----- PASSAGE PROVIDED -----
Ideally, the highest solar cell efficiency is achieved by having a wide range of energy bandgaps that matches the entire solar spectrum, explains Ning, a professor in the School of Electrical, Computer and Energy Engineering (part of ASU’s Ira A. Fulton Schools of Engineering). “The lack of available bandgaps [due to lattice mismatch preventing the combination of different-bandgap materials] is one of the reasons current solar cell efficiency is low, and why we do not have LED lighting colors that can be adjusted for various situations,” says Ning.
In recent attempts to grow semiconductor nanowires with ‘almost’ arbitrary bandgaps, the research team led by Ning and assistant research professor Pan have used a new approach to produce an extremely wide range of bandgaps. They alloyed the two binary semiconductors zinc sulfide (ZnS) and cadmium selenide (CdSe) to obtain the quaternary semiconductor alloy ZnCdSSe, which produced continuously varying compositions of elements on a single substrate. Ning says this is the first time a quaternary semiconductor has been produced in the form of a nanowire or nanoparticle.
-----
**PROBLEMS TO WORK ON**
1. From the passage on semiconductor nanowire bandgaps, extract the portion starting at "In recent attempts" and ending at "nanowire or nanoparticle.".
2. Continue the passage on semiconductor nanowire bandgaps from its last sentence.
----- DATA FOR ANALYSIS -----
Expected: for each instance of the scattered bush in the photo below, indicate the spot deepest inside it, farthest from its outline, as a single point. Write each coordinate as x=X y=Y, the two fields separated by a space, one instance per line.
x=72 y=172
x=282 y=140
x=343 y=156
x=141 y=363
-----
**RESULTS**
1.
In recent attempts to grow semiconductor nanowires with ‘almost’ arbitrary bandgaps, the research team led by Ning and assistant research professor Pan have used a new approach to produce an extremely wide range of bandgaps. They alloyed the two binary semiconductors zinc sulfide (ZnS) and cadmium selenide (CdSe) to obtain the quaternary semiconductor alloy ZnCdSSe, which produced continuously varying compositions of elements on a single substrate. Ning says this is the first time a quaternary semiconductor has been produced in the form of a nanowire or nanoparticle.

2.
By controlling the spatial variation of various elements and the temperature of the substrate (the dual-gradient method), the team has produced light emission ranging in wavelength from 350nm to 720nm on a single substrate just a few centimeters in size. The color spread across the substrate can be controlled to a large degree, and Ning says he believes that the dual-gradient method can be more generally applied to produce other alloy semiconductors or expand the bandgap range of these alloys.
To explore the use of quaternary alloy materials for making photovoltaic cells more efficient, the team has developed a lateral multi-cell design combined with a dispersive concentrator. The concept of dispersive concentration, or spectral split concentration, has been explored for decades, but typical applications use a separate solar cell for each wavelength band.
With the new materials, Ning aims to fabricate a monolithic lateral super-cell containing multiple subcells in parallel, each optimized for a given wavelength band. The multiple subcells can collectively absorb the entire solar spectrum. Such solar cells should be able to achieve extremely high efficiency with low fabrication cost, it is believed. The team is currently working on both the design and fabrication of such solar cells.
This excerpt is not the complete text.